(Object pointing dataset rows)
------------------------------

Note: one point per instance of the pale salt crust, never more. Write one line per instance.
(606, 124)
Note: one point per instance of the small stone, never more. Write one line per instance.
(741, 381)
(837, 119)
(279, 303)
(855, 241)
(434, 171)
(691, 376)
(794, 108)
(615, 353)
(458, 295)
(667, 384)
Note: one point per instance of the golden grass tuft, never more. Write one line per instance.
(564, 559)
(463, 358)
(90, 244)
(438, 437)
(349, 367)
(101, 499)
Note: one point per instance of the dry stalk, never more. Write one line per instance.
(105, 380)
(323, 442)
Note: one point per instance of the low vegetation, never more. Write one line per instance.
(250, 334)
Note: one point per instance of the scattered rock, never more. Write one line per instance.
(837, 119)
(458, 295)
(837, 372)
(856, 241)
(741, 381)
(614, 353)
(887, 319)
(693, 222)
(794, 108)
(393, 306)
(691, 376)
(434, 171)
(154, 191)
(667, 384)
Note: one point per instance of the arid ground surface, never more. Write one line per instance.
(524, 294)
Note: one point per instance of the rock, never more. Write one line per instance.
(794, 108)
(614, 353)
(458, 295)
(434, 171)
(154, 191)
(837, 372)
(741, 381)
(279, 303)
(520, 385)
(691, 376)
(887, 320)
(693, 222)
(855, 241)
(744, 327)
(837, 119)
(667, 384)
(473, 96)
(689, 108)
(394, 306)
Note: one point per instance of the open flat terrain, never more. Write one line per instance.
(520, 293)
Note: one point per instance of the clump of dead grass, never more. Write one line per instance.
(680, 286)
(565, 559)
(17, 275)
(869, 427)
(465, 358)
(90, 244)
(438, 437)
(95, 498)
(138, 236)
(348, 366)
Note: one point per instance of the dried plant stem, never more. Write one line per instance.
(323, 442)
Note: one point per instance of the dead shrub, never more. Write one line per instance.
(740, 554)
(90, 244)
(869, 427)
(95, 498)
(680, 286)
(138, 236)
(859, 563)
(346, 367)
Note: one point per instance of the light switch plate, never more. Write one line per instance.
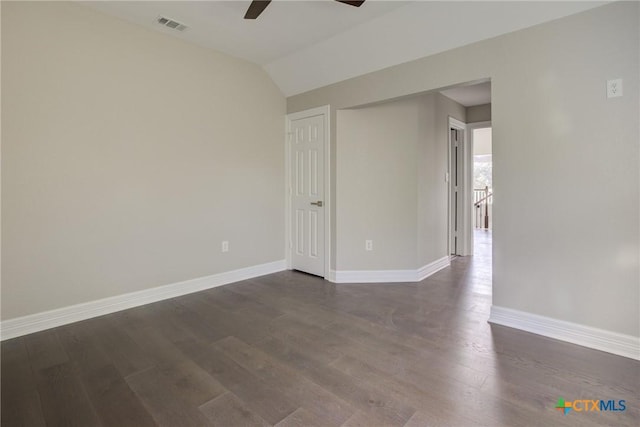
(614, 88)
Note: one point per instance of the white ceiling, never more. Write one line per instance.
(306, 44)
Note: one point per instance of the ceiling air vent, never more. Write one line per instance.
(170, 23)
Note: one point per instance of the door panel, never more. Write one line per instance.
(307, 195)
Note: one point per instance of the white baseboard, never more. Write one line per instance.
(388, 276)
(50, 319)
(586, 336)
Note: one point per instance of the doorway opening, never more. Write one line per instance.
(482, 179)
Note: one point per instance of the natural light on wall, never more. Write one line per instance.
(482, 182)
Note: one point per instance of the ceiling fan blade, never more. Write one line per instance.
(256, 8)
(351, 3)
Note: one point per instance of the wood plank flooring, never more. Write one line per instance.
(290, 349)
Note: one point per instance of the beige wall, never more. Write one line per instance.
(127, 157)
(479, 113)
(390, 180)
(556, 135)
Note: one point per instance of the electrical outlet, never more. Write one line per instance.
(614, 88)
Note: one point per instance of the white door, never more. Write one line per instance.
(307, 194)
(455, 175)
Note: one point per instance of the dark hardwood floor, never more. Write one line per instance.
(290, 349)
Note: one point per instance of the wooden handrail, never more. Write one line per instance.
(479, 202)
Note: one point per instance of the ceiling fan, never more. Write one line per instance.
(258, 6)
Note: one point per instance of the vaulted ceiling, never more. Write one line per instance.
(306, 44)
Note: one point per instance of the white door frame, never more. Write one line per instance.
(470, 128)
(465, 234)
(319, 111)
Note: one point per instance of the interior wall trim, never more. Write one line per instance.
(24, 325)
(388, 276)
(586, 336)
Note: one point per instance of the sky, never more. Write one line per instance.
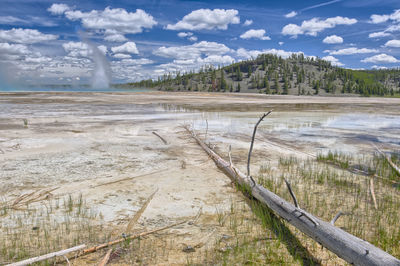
(54, 42)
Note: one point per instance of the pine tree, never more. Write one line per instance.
(238, 87)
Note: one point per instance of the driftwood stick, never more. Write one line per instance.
(66, 258)
(229, 154)
(48, 256)
(291, 193)
(139, 213)
(252, 141)
(206, 130)
(333, 221)
(196, 217)
(347, 246)
(371, 187)
(106, 258)
(162, 139)
(394, 167)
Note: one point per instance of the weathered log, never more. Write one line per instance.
(371, 187)
(47, 256)
(106, 258)
(162, 139)
(347, 246)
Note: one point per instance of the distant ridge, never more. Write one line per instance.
(270, 74)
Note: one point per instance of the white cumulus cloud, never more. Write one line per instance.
(380, 59)
(291, 14)
(333, 39)
(58, 9)
(122, 56)
(395, 16)
(378, 67)
(248, 22)
(207, 19)
(255, 34)
(184, 34)
(25, 36)
(126, 48)
(393, 43)
(13, 49)
(80, 49)
(315, 25)
(113, 22)
(193, 51)
(378, 34)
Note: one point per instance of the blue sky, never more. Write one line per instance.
(53, 41)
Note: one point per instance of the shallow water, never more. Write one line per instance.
(70, 89)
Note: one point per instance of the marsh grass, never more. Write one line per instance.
(323, 190)
(48, 226)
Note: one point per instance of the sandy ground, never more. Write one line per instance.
(81, 142)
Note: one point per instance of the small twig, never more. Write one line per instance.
(371, 182)
(252, 141)
(230, 156)
(205, 137)
(65, 257)
(197, 216)
(336, 217)
(106, 258)
(162, 139)
(303, 213)
(291, 193)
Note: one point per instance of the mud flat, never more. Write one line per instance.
(101, 147)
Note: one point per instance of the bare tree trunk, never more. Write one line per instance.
(48, 256)
(347, 246)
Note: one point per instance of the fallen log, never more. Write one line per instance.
(47, 256)
(91, 249)
(162, 139)
(106, 258)
(347, 246)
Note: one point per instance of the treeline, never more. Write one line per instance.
(272, 74)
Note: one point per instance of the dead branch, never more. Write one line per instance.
(333, 221)
(196, 217)
(106, 258)
(371, 187)
(291, 193)
(252, 141)
(347, 246)
(48, 256)
(162, 139)
(229, 154)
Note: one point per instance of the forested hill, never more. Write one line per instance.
(271, 74)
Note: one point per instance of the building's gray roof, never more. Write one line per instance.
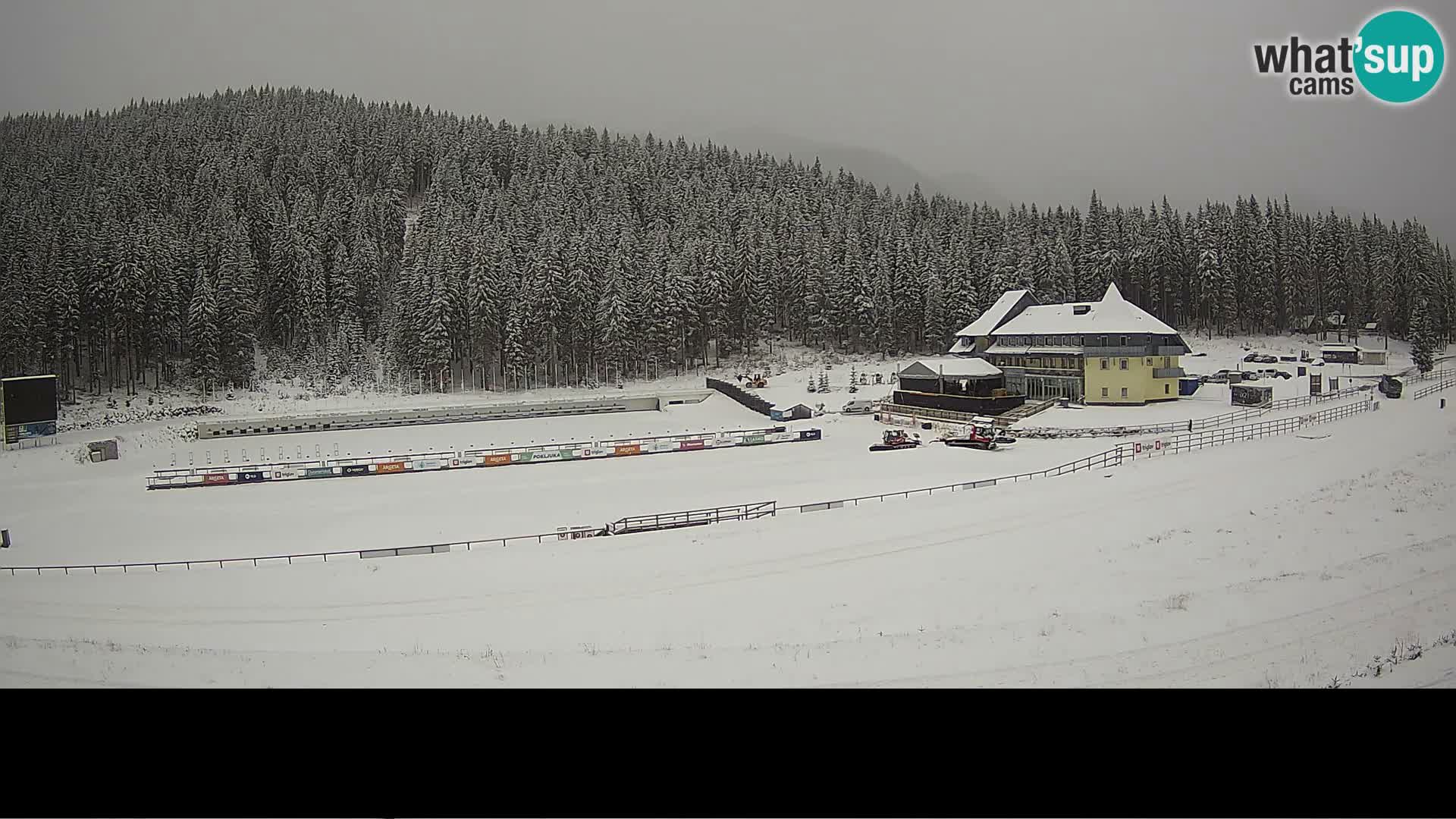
(996, 314)
(1112, 314)
(959, 368)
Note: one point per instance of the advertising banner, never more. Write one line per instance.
(15, 433)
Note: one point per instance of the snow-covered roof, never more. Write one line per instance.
(1112, 314)
(960, 368)
(996, 314)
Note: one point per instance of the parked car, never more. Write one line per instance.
(1389, 387)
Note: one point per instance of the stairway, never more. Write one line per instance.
(1027, 411)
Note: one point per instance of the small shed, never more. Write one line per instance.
(1251, 394)
(99, 450)
(791, 413)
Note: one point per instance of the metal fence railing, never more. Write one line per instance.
(284, 558)
(1116, 457)
(1190, 442)
(1103, 460)
(755, 403)
(1433, 388)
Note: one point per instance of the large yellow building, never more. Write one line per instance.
(1109, 352)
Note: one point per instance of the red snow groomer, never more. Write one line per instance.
(977, 436)
(896, 439)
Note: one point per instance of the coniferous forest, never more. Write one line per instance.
(177, 242)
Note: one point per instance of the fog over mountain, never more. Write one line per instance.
(1031, 101)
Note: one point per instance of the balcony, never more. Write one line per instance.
(1117, 352)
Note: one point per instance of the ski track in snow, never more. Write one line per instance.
(1273, 563)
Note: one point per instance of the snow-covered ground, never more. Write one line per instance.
(1279, 563)
(61, 512)
(1273, 563)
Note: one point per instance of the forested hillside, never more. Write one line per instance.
(172, 241)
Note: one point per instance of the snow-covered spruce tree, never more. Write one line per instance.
(1423, 337)
(102, 256)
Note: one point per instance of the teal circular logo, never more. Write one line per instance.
(1400, 57)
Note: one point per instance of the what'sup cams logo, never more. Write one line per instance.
(1397, 57)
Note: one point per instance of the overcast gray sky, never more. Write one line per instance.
(1024, 99)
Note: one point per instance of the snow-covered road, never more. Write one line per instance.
(1274, 563)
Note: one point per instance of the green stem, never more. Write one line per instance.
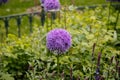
(58, 67)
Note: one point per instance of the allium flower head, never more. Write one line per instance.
(51, 5)
(42, 1)
(58, 41)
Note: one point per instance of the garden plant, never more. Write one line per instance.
(78, 45)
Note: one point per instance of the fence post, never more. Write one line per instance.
(42, 16)
(6, 26)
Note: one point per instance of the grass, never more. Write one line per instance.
(20, 6)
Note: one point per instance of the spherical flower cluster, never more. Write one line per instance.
(113, 0)
(51, 5)
(58, 41)
(3, 1)
(42, 1)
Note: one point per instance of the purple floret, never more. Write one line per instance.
(51, 5)
(4, 1)
(42, 1)
(58, 41)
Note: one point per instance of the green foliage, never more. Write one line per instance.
(28, 58)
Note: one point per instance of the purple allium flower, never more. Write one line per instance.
(42, 1)
(4, 1)
(51, 5)
(58, 40)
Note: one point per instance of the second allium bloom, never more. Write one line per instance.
(58, 41)
(51, 5)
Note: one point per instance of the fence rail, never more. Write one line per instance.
(18, 17)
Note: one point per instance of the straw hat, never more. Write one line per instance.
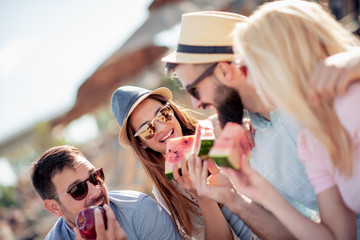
(124, 101)
(205, 37)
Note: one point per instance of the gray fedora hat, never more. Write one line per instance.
(124, 101)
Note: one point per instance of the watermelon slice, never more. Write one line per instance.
(204, 138)
(177, 150)
(230, 146)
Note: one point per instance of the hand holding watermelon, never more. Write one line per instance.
(217, 186)
(249, 182)
(185, 180)
(230, 146)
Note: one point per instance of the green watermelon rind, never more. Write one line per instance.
(205, 146)
(223, 160)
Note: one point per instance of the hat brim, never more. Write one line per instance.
(195, 58)
(123, 137)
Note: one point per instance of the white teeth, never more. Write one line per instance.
(167, 136)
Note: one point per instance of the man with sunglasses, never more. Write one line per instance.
(67, 182)
(204, 64)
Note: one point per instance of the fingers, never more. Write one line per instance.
(211, 166)
(114, 230)
(191, 165)
(177, 176)
(99, 223)
(77, 234)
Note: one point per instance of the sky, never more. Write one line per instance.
(49, 48)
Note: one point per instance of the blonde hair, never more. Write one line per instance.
(154, 165)
(281, 44)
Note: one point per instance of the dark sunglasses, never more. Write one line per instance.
(148, 130)
(191, 88)
(80, 190)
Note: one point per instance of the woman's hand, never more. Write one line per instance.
(250, 183)
(249, 132)
(217, 186)
(185, 180)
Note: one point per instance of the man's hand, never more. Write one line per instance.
(113, 231)
(249, 132)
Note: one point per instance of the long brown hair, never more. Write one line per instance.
(154, 166)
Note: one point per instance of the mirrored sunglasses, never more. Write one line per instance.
(148, 130)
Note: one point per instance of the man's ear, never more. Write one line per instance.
(53, 206)
(225, 73)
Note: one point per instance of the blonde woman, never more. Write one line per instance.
(281, 45)
(147, 120)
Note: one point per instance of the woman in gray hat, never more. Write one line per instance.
(197, 218)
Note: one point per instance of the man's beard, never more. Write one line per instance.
(228, 105)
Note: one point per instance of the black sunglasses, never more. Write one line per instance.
(191, 88)
(80, 190)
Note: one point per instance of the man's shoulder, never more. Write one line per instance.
(128, 195)
(128, 198)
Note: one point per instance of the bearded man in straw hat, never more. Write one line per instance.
(203, 62)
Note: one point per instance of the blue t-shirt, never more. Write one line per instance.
(139, 216)
(275, 158)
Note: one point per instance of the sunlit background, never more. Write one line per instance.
(57, 56)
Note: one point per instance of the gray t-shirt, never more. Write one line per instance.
(275, 158)
(139, 215)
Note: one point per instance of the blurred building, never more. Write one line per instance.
(136, 62)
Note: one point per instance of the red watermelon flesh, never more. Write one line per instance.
(177, 150)
(204, 138)
(230, 146)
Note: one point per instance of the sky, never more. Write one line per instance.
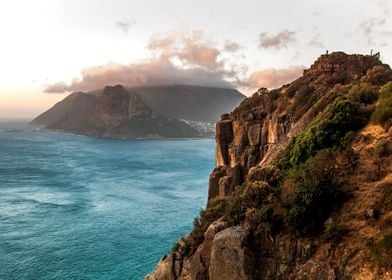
(49, 48)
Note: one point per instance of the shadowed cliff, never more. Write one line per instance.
(302, 184)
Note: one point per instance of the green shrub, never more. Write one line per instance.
(215, 210)
(383, 147)
(340, 118)
(258, 203)
(269, 173)
(382, 251)
(363, 93)
(383, 113)
(315, 196)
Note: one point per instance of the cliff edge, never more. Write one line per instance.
(302, 187)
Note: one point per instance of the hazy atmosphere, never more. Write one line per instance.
(51, 48)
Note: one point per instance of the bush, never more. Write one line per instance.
(363, 93)
(215, 210)
(252, 196)
(382, 251)
(315, 196)
(340, 118)
(267, 173)
(383, 113)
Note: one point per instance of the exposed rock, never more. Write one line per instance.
(249, 139)
(229, 257)
(164, 269)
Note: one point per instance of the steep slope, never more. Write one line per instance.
(115, 112)
(192, 103)
(302, 184)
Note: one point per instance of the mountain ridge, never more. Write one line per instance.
(301, 187)
(123, 112)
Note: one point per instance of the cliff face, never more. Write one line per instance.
(257, 225)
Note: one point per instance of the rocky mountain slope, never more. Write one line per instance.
(193, 103)
(166, 111)
(114, 113)
(302, 187)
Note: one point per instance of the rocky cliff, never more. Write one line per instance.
(302, 184)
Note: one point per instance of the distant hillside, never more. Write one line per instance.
(191, 102)
(140, 112)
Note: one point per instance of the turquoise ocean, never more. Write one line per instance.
(77, 207)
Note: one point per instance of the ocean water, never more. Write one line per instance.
(75, 207)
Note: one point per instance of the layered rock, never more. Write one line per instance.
(116, 112)
(263, 124)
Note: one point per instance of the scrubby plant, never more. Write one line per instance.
(327, 131)
(383, 113)
(316, 194)
(363, 93)
(334, 232)
(383, 147)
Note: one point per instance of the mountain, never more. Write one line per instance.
(194, 103)
(139, 112)
(302, 187)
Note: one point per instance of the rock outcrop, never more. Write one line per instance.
(248, 140)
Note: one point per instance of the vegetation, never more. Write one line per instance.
(383, 147)
(334, 232)
(327, 131)
(383, 113)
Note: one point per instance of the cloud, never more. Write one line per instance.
(273, 78)
(315, 41)
(125, 25)
(190, 48)
(180, 58)
(280, 40)
(145, 73)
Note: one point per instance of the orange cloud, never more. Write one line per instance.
(280, 40)
(273, 78)
(145, 73)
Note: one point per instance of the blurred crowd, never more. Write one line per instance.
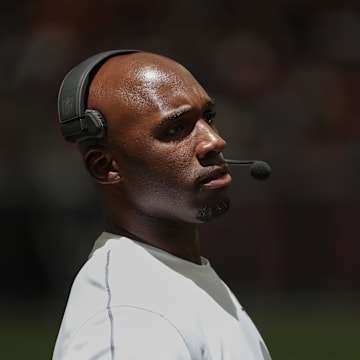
(286, 78)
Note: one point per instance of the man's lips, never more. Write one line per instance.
(217, 178)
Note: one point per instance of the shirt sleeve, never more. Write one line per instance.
(128, 333)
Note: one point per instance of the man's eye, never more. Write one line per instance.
(209, 117)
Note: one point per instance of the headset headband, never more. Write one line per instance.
(76, 122)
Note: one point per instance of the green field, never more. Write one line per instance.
(294, 327)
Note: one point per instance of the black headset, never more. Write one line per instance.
(77, 123)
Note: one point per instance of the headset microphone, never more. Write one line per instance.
(259, 170)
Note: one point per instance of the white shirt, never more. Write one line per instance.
(133, 301)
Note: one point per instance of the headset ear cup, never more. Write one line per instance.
(96, 124)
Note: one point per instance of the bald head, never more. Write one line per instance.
(137, 84)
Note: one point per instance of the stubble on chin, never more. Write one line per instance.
(207, 213)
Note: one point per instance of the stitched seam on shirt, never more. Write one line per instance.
(108, 306)
(192, 355)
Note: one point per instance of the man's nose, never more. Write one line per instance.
(210, 142)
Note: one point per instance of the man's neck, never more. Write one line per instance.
(179, 239)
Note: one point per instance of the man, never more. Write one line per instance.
(157, 163)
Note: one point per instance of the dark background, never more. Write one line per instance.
(286, 78)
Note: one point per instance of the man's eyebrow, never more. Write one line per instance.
(175, 114)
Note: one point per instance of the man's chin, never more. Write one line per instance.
(208, 213)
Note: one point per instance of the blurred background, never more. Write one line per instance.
(286, 77)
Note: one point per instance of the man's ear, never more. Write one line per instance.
(101, 166)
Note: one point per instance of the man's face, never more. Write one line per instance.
(161, 129)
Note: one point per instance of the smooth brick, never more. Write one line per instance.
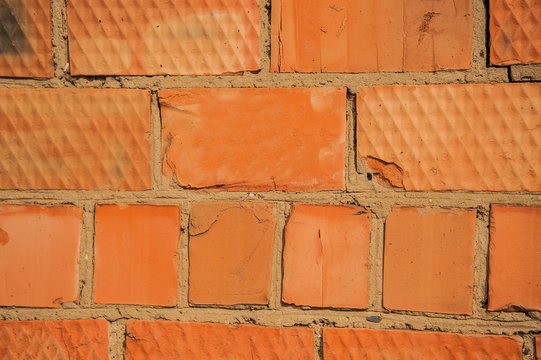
(514, 258)
(515, 32)
(75, 139)
(39, 252)
(350, 344)
(231, 252)
(452, 137)
(203, 341)
(352, 36)
(138, 37)
(428, 260)
(136, 254)
(326, 256)
(44, 340)
(288, 139)
(25, 38)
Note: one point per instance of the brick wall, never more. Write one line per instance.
(273, 179)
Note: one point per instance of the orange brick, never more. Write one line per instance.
(136, 254)
(25, 38)
(515, 32)
(255, 139)
(75, 139)
(428, 260)
(231, 246)
(331, 36)
(71, 339)
(137, 37)
(39, 252)
(350, 344)
(164, 340)
(515, 258)
(452, 137)
(326, 256)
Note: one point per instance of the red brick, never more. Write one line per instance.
(25, 38)
(350, 344)
(352, 36)
(135, 37)
(166, 340)
(71, 339)
(428, 260)
(255, 139)
(75, 139)
(231, 251)
(514, 258)
(39, 252)
(452, 137)
(326, 256)
(515, 34)
(136, 254)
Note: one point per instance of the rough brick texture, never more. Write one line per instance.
(231, 252)
(136, 254)
(74, 139)
(452, 137)
(515, 258)
(326, 256)
(39, 250)
(428, 260)
(232, 139)
(48, 340)
(200, 341)
(350, 344)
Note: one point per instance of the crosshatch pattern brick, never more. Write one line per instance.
(270, 179)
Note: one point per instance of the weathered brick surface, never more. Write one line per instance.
(350, 344)
(138, 37)
(515, 258)
(75, 139)
(231, 252)
(136, 254)
(48, 340)
(254, 139)
(326, 256)
(330, 36)
(39, 250)
(428, 260)
(452, 137)
(201, 341)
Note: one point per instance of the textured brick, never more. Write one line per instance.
(515, 32)
(136, 254)
(255, 139)
(326, 256)
(428, 260)
(44, 340)
(141, 37)
(231, 246)
(452, 137)
(515, 258)
(350, 344)
(75, 139)
(331, 36)
(202, 341)
(25, 38)
(39, 251)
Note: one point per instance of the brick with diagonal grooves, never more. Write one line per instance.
(166, 340)
(75, 139)
(25, 38)
(452, 137)
(54, 340)
(515, 32)
(350, 344)
(140, 37)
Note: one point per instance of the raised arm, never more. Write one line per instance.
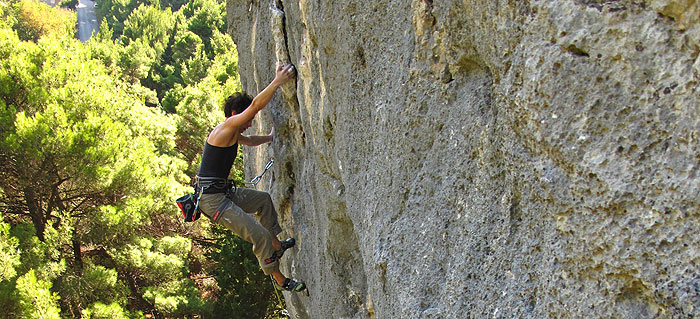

------------------------------

◆ **TO DO**: Retype the line containing "Note: one point per instance of the red brick, never" and all lines after it through the end of the material, exactly and only those, leaving out pictures.

◆ **TASK OUTPUT**:
Note: one point per instance of the red brick, never more. Write one line per instance.
(25, 38)
(350, 344)
(352, 36)
(135, 37)
(166, 340)
(71, 339)
(428, 260)
(255, 139)
(75, 139)
(231, 251)
(514, 258)
(39, 252)
(452, 137)
(326, 256)
(515, 34)
(136, 254)
Note: one point per instance of the rough brick texture, never more. Write one line per instance.
(231, 252)
(136, 254)
(74, 139)
(452, 137)
(515, 258)
(326, 256)
(39, 250)
(428, 260)
(232, 139)
(48, 340)
(200, 341)
(350, 344)
Note: one point per instance of the crosshatch pattern brick, never more. Write one line per instance.
(270, 179)
Note: one point per instance of the weathered brick surface, never more. Write one line per instance.
(350, 344)
(138, 37)
(515, 258)
(75, 139)
(231, 252)
(136, 254)
(48, 340)
(254, 139)
(326, 256)
(330, 36)
(39, 250)
(428, 260)
(452, 137)
(201, 341)
Note: one point per instance of the textured brick, never more. Write one line per instance.
(515, 32)
(136, 254)
(255, 139)
(326, 256)
(428, 260)
(44, 340)
(141, 37)
(231, 246)
(452, 137)
(515, 258)
(350, 344)
(75, 139)
(331, 36)
(202, 341)
(25, 38)
(39, 251)
Note: one point per instance of the brick with diagonal grooves, never more. Write one line per instance.
(166, 340)
(75, 139)
(25, 38)
(452, 137)
(54, 340)
(515, 32)
(350, 344)
(140, 37)
Note: one point per instance of the raised arm, never more. Write one line per instance.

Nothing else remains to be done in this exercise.